### [INSTRUCTION]
Rewrite every line of the items below as a numbered list, leaving out blank lines and the pictures.

====

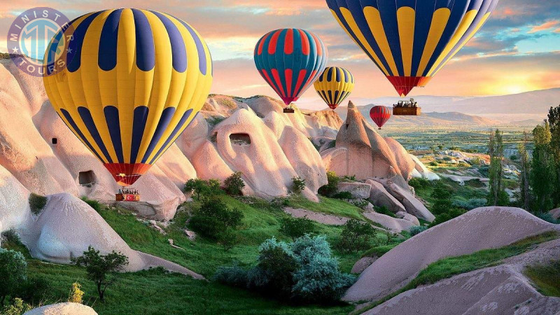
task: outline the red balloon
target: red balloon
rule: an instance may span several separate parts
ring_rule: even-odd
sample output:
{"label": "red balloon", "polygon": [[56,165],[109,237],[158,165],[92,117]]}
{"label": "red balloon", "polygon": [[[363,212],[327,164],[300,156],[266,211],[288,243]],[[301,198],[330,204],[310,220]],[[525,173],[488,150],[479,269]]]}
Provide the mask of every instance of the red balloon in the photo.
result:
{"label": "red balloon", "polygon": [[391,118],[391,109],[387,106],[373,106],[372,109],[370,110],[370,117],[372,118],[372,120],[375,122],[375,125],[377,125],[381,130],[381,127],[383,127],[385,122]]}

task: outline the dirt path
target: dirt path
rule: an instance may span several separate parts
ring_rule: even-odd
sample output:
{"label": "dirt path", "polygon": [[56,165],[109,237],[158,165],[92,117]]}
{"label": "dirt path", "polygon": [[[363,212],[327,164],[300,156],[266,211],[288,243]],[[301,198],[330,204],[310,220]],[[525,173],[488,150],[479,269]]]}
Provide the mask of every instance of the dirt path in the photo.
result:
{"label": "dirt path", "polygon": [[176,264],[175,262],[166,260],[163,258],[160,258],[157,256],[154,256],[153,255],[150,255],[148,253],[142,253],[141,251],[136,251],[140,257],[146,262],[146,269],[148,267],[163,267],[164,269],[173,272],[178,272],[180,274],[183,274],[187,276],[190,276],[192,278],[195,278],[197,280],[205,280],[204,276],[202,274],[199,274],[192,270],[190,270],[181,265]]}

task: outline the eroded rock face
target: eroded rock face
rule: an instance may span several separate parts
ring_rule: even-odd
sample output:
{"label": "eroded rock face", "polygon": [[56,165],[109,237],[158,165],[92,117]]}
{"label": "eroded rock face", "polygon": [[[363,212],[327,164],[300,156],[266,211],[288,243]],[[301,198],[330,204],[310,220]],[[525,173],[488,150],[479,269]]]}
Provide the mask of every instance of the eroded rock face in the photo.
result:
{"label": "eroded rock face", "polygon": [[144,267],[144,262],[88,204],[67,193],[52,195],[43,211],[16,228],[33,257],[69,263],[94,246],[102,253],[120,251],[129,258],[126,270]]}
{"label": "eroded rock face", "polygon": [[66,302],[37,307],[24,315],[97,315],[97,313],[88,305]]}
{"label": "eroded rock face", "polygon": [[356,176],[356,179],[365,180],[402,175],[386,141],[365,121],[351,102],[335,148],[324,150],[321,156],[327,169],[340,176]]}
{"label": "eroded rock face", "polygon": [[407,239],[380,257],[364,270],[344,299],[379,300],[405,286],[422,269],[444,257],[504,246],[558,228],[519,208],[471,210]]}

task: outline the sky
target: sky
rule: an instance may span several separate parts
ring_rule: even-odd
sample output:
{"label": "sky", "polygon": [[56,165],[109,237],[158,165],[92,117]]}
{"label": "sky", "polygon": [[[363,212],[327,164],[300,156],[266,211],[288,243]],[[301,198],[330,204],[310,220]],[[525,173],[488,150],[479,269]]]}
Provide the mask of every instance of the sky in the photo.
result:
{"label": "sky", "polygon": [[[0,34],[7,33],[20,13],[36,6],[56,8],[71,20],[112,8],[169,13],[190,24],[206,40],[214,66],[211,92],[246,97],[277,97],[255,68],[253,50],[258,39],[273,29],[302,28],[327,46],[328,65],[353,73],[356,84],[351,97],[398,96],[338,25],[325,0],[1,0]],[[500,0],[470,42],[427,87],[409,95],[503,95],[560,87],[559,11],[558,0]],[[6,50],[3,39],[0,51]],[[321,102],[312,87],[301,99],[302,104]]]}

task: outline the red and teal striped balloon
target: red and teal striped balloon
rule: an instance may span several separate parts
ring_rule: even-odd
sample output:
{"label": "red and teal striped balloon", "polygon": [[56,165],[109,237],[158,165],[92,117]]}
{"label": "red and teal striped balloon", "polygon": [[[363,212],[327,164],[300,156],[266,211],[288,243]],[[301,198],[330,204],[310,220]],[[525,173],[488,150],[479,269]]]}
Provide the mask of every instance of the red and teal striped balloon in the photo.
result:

====

### [EXERCISE ANSWER]
1. task: outline the red balloon
2. target: red balloon
3. rule: an instance may span several separate parts
4. ring_rule: even-odd
5. sample output:
6. {"label": "red balloon", "polygon": [[56,165],[109,237],[158,165],[92,117]]}
7. {"label": "red balloon", "polygon": [[[363,212],[327,164],[300,156],[266,211],[288,243]],[[301,198],[330,204],[310,220]],[[525,173],[488,150],[479,269]]]}
8. Provide the mask of every instance of the red balloon in the photo.
9. result:
10. {"label": "red balloon", "polygon": [[391,118],[391,109],[387,106],[373,106],[372,109],[370,110],[370,117],[372,118],[372,120],[375,122],[375,125],[377,125],[381,130],[381,127],[383,127],[385,122]]}
11. task: outline the dirt path
12. target: dirt path
13. rule: an instance may span several separate parts
14. ring_rule: even-odd
15. sample output:
16. {"label": "dirt path", "polygon": [[56,165],[109,237],[158,165],[92,117]]}
17. {"label": "dirt path", "polygon": [[[363,212],[327,164],[300,156],[266,211],[288,243]],[[301,198],[330,204],[310,220]],[[525,173],[488,150],[479,269]]]}
18. Provide the mask of every instance of the dirt path in the photo.
19. result:
20. {"label": "dirt path", "polygon": [[176,264],[175,262],[166,260],[163,258],[160,258],[157,256],[154,256],[153,255],[150,255],[148,253],[142,253],[141,251],[136,251],[140,257],[146,262],[146,269],[148,267],[163,267],[164,269],[173,272],[178,272],[180,274],[183,274],[187,276],[190,276],[192,278],[195,278],[197,280],[205,280],[204,276],[202,274],[199,274],[192,270],[190,270],[181,265]]}
21. task: outline the eroded rock face
22. target: eroded rock face
23. rule: an instance may span several separate parts
24. ring_rule: even-odd
25. sample output:
26. {"label": "eroded rock face", "polygon": [[56,165],[109,237],[158,165],[92,117]]}
27. {"label": "eroded rock face", "polygon": [[[363,212],[327,164],[300,156],[266,211],[288,243]],[[301,198],[330,204],[310,220]],[[525,173],[488,150],[479,269]]]}
28. Provide the mask of every instance of the eroded rock face in the photo.
29. result:
30. {"label": "eroded rock face", "polygon": [[144,267],[144,262],[88,204],[67,193],[52,195],[43,211],[16,228],[33,257],[69,263],[94,246],[102,253],[120,251],[129,258],[126,270]]}
31. {"label": "eroded rock face", "polygon": [[66,302],[37,307],[24,315],[97,315],[97,313],[88,305]]}
32. {"label": "eroded rock face", "polygon": [[356,176],[356,179],[365,180],[402,175],[386,141],[365,121],[351,102],[335,148],[324,150],[321,156],[327,169],[340,176]]}
33. {"label": "eroded rock face", "polygon": [[407,239],[380,257],[364,270],[344,299],[379,300],[405,286],[422,269],[444,257],[504,246],[558,228],[519,208],[471,210]]}
34. task: outline the sky
35. target: sky
36. rule: an instance may span several separate parts
37. ring_rule: even-odd
38. sample output:
39. {"label": "sky", "polygon": [[56,165],[109,237],[158,165],[92,117]]}
40. {"label": "sky", "polygon": [[[363,212],[327,164],[300,156],[266,211],[288,243]],[[301,198],[330,204],[310,220]],[[525,173],[488,150],[479,269]]]}
41. Provide the mask of every instance of the sky in the photo.
42. result:
43. {"label": "sky", "polygon": [[[0,34],[7,33],[20,13],[36,6],[56,8],[71,20],[112,8],[169,13],[190,24],[206,40],[214,66],[211,92],[246,97],[277,97],[255,68],[253,50],[258,39],[273,29],[302,28],[327,46],[328,65],[353,73],[356,84],[351,97],[398,96],[338,25],[325,0],[1,0]],[[500,0],[470,42],[427,87],[409,95],[503,95],[560,87],[559,11],[558,0]],[[6,50],[3,39],[0,51]],[[321,102],[312,87],[301,99],[302,104]]]}
44. task: outline the red and teal striped balloon
45. target: red and teal striped balloon
46. rule: an instance may span several separate parts
47. ring_rule: even-odd
48. sample output:
49. {"label": "red and teal striped balloon", "polygon": [[56,165],[109,237],[158,165],[92,117]]}
50. {"label": "red and teal striped balloon", "polygon": [[[363,212],[327,164],[300,156],[266,211],[288,243]],[[301,198],[330,204],[310,220]],[[525,173],[488,150],[479,269]]]}
51. Provide the mask of every instance of the red and teal striped balloon in the photo.
52. result:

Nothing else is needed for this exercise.